● STATED EXERCISE: Please find each line in the items below that contains the word "concrete", and copy those lines out. The match is case-sensitive.

######

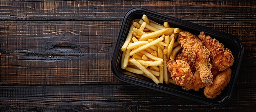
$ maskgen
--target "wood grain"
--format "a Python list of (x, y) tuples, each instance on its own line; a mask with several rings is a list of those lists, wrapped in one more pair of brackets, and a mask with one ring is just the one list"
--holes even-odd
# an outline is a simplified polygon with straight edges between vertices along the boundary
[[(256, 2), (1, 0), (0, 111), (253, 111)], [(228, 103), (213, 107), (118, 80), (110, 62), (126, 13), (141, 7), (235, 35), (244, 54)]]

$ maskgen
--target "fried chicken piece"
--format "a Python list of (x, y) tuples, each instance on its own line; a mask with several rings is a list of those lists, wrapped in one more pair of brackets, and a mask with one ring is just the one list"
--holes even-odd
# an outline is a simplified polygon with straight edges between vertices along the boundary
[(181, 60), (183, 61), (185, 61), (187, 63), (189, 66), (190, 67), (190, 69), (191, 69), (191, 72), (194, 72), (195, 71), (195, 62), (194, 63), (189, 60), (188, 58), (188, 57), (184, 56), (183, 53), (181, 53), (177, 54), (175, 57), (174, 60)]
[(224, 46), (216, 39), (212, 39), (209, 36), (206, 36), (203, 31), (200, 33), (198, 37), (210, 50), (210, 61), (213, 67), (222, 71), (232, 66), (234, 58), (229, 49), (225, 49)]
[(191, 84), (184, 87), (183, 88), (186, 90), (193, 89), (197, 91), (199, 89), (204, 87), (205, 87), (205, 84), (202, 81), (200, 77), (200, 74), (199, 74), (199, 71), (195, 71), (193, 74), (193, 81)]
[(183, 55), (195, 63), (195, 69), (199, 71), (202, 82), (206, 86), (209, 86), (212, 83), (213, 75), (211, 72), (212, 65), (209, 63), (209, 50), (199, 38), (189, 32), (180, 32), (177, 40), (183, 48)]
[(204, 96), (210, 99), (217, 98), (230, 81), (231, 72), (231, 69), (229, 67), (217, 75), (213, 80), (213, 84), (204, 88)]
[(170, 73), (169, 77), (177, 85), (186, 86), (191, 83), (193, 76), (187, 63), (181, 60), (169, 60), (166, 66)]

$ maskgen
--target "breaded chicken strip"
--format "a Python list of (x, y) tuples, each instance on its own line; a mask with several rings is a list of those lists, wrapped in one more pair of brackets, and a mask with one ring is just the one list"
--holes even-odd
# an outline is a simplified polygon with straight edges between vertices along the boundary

######

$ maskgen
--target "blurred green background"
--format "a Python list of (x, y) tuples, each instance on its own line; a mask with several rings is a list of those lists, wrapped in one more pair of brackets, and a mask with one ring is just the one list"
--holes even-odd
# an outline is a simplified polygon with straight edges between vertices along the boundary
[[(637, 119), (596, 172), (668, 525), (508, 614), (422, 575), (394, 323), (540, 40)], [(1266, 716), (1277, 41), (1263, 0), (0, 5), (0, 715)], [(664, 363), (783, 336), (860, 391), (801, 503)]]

######

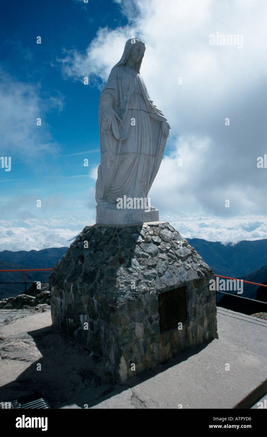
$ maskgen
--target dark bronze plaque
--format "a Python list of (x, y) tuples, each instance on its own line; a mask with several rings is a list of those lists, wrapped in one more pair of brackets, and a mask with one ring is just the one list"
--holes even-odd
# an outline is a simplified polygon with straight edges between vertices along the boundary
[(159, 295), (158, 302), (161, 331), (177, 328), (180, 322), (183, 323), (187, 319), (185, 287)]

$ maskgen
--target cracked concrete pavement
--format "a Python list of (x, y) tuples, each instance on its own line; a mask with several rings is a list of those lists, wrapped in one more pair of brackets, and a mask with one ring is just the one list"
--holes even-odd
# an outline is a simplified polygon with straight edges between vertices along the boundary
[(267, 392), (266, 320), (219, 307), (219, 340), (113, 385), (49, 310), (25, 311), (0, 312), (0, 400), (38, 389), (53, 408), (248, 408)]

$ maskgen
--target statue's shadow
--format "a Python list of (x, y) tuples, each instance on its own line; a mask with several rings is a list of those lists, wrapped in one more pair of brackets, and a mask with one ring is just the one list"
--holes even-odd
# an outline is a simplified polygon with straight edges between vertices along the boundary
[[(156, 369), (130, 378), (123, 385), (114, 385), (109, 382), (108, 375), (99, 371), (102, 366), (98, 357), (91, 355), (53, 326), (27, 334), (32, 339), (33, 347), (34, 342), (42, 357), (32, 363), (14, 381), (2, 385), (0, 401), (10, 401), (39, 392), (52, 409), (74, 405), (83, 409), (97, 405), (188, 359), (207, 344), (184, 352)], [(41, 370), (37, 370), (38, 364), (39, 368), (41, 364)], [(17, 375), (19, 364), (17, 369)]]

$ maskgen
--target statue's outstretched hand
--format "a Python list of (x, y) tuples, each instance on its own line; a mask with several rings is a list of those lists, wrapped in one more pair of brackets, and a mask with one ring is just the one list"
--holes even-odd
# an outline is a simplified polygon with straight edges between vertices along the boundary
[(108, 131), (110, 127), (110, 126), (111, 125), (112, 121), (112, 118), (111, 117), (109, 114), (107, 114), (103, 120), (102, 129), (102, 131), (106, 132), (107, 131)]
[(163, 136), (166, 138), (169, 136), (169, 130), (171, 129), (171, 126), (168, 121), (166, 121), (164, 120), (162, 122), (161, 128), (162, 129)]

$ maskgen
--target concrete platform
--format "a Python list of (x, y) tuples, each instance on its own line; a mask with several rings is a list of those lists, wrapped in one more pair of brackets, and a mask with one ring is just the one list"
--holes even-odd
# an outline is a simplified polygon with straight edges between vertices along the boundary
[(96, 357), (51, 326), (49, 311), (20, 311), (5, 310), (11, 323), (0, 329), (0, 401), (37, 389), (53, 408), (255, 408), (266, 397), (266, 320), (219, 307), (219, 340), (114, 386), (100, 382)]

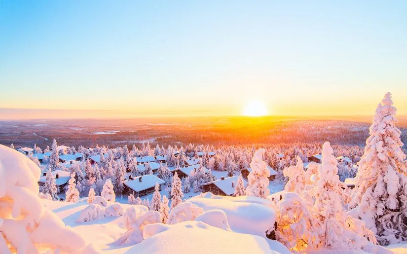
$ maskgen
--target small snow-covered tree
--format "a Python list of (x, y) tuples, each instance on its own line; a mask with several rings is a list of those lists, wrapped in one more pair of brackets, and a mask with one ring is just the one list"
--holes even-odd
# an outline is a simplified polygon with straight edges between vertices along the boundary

######

● EXERCISE ANSWER:
--target cracked concrete pavement
--target concrete platform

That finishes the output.